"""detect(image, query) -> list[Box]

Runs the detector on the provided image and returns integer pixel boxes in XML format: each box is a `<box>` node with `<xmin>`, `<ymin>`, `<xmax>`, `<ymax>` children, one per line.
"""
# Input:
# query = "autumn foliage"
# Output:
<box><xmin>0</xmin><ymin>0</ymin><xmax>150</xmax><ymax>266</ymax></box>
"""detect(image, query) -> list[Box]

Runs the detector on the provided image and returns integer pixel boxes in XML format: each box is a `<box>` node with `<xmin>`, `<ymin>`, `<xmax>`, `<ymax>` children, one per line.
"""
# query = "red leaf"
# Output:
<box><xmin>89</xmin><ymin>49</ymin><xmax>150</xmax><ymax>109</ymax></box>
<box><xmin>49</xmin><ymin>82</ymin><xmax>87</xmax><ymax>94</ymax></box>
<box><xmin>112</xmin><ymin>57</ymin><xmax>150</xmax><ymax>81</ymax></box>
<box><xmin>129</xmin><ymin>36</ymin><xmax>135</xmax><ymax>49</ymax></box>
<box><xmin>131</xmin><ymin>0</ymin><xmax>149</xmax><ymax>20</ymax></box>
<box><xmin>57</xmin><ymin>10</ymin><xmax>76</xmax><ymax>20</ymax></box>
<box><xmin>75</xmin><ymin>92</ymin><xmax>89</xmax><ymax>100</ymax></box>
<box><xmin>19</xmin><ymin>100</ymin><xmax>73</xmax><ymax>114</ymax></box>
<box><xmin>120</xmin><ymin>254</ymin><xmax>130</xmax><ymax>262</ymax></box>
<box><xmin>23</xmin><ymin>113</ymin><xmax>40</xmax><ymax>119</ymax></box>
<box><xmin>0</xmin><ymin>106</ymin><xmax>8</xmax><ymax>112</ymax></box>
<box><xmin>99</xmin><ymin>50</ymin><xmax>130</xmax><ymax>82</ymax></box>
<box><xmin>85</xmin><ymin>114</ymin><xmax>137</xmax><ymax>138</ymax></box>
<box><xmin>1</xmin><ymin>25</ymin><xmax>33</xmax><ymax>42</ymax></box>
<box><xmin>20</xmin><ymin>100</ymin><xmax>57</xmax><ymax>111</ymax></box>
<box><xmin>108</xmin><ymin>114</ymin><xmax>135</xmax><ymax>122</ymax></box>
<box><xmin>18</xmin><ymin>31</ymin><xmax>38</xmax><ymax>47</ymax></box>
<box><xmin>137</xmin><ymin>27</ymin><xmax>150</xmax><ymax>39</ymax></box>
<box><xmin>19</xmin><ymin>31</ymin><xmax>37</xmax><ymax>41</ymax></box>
:::
* [ASSIGNED TASK]: Every line of the listing must be written out again exactly.

* [RESULT FOR THIS TASK]:
"""detect(image, query) -> list[Box]

Runs the detector on the provided image and returns integer pixel boxes in XML format: each box is a `<box>` node with `<xmin>`, `<ymin>`, `<xmax>`, `<ymax>` children, one per line.
"""
# Input:
# query = "autumn foliage"
# Output:
<box><xmin>0</xmin><ymin>0</ymin><xmax>150</xmax><ymax>266</ymax></box>
"""detect(image, query) -> list[Box]

Runs the detector on the provided image and returns integer pixel boxes in XML format: each box is a `<box>` node with `<xmin>`, `<ymin>`, `<xmax>`, `<ymax>` children, one per line.
"""
# query = "red leaf"
# Output:
<box><xmin>89</xmin><ymin>49</ymin><xmax>150</xmax><ymax>109</ymax></box>
<box><xmin>49</xmin><ymin>82</ymin><xmax>87</xmax><ymax>94</ymax></box>
<box><xmin>112</xmin><ymin>57</ymin><xmax>150</xmax><ymax>81</ymax></box>
<box><xmin>129</xmin><ymin>36</ymin><xmax>135</xmax><ymax>49</ymax></box>
<box><xmin>131</xmin><ymin>0</ymin><xmax>149</xmax><ymax>20</ymax></box>
<box><xmin>57</xmin><ymin>10</ymin><xmax>76</xmax><ymax>20</ymax></box>
<box><xmin>75</xmin><ymin>92</ymin><xmax>89</xmax><ymax>100</ymax></box>
<box><xmin>19</xmin><ymin>100</ymin><xmax>73</xmax><ymax>114</ymax></box>
<box><xmin>120</xmin><ymin>254</ymin><xmax>130</xmax><ymax>262</ymax></box>
<box><xmin>23</xmin><ymin>113</ymin><xmax>40</xmax><ymax>119</ymax></box>
<box><xmin>0</xmin><ymin>106</ymin><xmax>8</xmax><ymax>112</ymax></box>
<box><xmin>99</xmin><ymin>50</ymin><xmax>130</xmax><ymax>82</ymax></box>
<box><xmin>85</xmin><ymin>114</ymin><xmax>137</xmax><ymax>138</ymax></box>
<box><xmin>1</xmin><ymin>25</ymin><xmax>33</xmax><ymax>42</ymax></box>
<box><xmin>20</xmin><ymin>100</ymin><xmax>57</xmax><ymax>111</ymax></box>
<box><xmin>108</xmin><ymin>114</ymin><xmax>135</xmax><ymax>122</ymax></box>
<box><xmin>18</xmin><ymin>31</ymin><xmax>38</xmax><ymax>47</ymax></box>
<box><xmin>137</xmin><ymin>27</ymin><xmax>150</xmax><ymax>39</ymax></box>
<box><xmin>19</xmin><ymin>31</ymin><xmax>37</xmax><ymax>41</ymax></box>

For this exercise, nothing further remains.